CKM mixing is a process that occurs in fundamental particle physics. Specifically, it occurs in the interaction of quarks through the weak nuclear force. It is an important part of the Standard Model and is still the subject of large-scale experiments.

The six quarks are organised into three 'doublets', each containing an up-type quark and a down-type quark. These are (u, d), (c, s), and (t, b). The weak nuclear force changes one member of the doublet into the other member, carrying away a unit charge. This is a wonderfully simple model and explains a large fraction of hadron decays.

The problem occurs when you consider a decay such as the decay of a kaon into a pion. A K- has the quark content us, and can decay to π0e-ν. In this case the π0 can be considered to have the quark content uu, so in the decay the strange quark transforms into an up quark. Other than this crossing of doublet boundaries, the decay works exactly like a weak decay as described above.

Since this decay and others like it act just like weak decays connecting the members of different doublets, it should be possible to modify the weak force theory to explain them. The mechanism that was added was CKM mixing. In this scheme, the down-type states that interact via the weak force are mixtures of the actual down-type states, called 'flavour eigenstates'. Thus, the flavour eigenstates can be expressed as combinations of the weak eigenstates.

The original theory was proposed by Nicola Cabibbo, at a time when only two quark doublets were known: (u,d) and (c,s). For the purposes of the weak interaction, these were replaced by (u,d') and (c,s'), where d' and s' are orthogonal, normalised linear combinations of d and s. In matrix form, this can be expressed as:

⌈d'⌉ = ⌈ cosθC sinθC⌉⌈d⌉
⌊s'⌋   ⌊-sinθC cosθC⌋⌊s⌋
where θC is an angle called the Cabibbo angle and is approximately 13 degrees, making the off-diagonal elements much smaller than the diagonal elements These d' and s' states are both present in s and d quarks, so although the strange quark usually interacts as an s', it can sometimes interact as a d' and change into an up quark.

*-*-*

# Requirement:
Answer these from the text on CKM mixing:
(a) Into which three doublets are the six quarks organized?
(b) Who proposed the original theory?
(c) About how large is the Cabibbo angle?

*-*-*

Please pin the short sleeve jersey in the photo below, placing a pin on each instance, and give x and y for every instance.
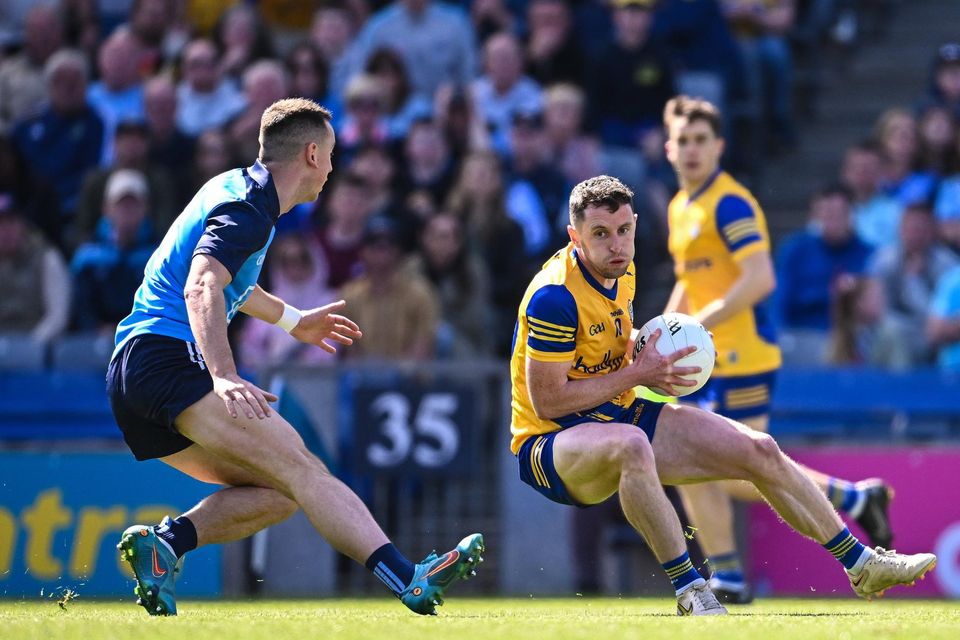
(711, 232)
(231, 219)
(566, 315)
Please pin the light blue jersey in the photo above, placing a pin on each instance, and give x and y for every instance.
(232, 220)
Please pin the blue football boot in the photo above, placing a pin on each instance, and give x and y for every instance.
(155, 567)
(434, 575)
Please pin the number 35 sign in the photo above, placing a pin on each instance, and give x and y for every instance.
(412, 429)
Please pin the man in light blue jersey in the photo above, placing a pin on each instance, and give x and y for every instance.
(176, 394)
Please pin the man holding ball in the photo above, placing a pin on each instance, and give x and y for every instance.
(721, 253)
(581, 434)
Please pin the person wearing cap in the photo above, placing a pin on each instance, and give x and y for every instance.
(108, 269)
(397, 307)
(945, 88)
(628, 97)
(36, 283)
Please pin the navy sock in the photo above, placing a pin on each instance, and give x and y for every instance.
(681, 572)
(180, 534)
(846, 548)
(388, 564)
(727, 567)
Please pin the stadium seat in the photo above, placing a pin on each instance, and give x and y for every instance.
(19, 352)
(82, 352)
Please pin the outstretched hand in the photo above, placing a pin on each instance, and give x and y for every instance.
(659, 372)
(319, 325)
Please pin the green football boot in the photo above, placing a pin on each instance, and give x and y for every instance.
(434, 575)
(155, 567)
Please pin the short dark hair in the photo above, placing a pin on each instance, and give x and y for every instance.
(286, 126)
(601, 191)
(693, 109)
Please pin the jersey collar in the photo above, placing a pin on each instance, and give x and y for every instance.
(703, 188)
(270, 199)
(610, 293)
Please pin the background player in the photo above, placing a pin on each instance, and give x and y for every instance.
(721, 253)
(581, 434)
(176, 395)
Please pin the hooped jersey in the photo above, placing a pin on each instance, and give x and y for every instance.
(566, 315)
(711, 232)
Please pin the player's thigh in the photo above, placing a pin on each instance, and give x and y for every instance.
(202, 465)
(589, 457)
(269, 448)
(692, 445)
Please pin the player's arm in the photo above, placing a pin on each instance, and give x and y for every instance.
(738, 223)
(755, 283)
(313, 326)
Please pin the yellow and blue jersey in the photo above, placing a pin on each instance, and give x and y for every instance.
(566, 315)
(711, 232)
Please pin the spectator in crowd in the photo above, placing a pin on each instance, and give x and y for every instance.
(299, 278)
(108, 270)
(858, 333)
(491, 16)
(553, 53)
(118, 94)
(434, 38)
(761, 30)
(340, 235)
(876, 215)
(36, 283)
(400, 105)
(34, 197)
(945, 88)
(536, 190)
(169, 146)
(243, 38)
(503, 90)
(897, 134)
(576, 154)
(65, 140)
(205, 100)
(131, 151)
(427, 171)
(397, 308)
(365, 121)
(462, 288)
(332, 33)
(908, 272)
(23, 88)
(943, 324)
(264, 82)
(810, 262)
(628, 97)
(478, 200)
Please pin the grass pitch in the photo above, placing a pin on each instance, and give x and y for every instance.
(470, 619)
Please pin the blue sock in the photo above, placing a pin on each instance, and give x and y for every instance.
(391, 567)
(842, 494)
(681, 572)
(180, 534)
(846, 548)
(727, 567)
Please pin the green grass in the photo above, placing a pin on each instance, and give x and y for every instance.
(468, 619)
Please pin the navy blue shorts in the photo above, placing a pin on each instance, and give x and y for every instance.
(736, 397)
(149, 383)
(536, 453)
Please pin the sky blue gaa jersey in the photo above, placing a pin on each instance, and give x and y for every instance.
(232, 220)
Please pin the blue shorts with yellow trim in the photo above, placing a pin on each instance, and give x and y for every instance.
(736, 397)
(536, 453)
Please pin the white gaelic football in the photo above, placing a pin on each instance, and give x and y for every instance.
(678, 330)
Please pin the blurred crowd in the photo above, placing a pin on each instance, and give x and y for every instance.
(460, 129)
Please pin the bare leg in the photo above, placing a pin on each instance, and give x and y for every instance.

*-*-*

# Completed exercise:
(a) (u, d), (c, s), and (t, b)
(b) Nicola Cabibbo
(c) Approximately 13 degrees